## Requirements
Which lines of the records contain the string "tail", with case counting? Copy out each such line.

## Dataset extract
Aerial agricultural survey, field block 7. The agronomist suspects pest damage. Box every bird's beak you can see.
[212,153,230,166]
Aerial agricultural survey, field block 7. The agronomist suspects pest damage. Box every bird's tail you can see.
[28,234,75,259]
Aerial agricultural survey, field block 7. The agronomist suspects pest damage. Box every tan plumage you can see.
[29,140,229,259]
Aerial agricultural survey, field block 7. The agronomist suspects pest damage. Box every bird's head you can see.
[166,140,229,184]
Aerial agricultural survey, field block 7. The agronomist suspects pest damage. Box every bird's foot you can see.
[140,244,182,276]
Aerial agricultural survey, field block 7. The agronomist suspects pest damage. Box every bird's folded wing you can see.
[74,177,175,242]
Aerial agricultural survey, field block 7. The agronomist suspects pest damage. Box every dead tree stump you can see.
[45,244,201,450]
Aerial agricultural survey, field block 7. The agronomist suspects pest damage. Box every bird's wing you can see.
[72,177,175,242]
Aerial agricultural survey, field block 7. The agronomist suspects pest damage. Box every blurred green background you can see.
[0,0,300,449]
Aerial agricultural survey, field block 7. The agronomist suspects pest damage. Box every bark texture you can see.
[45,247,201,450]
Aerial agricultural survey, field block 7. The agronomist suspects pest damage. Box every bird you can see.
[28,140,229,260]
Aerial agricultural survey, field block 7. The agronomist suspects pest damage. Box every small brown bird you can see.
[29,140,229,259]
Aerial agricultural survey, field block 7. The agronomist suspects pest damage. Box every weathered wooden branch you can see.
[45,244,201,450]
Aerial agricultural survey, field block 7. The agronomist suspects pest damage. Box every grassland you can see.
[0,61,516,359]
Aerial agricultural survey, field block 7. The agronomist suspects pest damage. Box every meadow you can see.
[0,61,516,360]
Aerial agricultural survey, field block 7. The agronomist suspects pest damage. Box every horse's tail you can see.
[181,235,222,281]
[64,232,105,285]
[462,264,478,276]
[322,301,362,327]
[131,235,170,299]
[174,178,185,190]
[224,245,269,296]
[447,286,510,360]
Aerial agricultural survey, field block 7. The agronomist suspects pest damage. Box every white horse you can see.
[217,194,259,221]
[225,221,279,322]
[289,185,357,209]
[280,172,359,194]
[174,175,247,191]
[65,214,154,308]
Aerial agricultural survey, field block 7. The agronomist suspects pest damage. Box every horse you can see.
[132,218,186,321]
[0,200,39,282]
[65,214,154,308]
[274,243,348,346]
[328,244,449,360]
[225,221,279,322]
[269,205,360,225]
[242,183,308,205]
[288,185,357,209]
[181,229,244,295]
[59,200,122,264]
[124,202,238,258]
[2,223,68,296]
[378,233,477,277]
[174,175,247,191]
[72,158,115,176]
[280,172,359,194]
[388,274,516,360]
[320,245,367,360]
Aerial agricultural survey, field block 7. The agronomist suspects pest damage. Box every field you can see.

## Solution
Aerial agricultural survey, field block 7. The agronomist suspects pest damage. Box every bird's tail you can see.
Aerial agricultural survey, field block 7. The agronomist suspects pest damage. Box every horse's tail you can see.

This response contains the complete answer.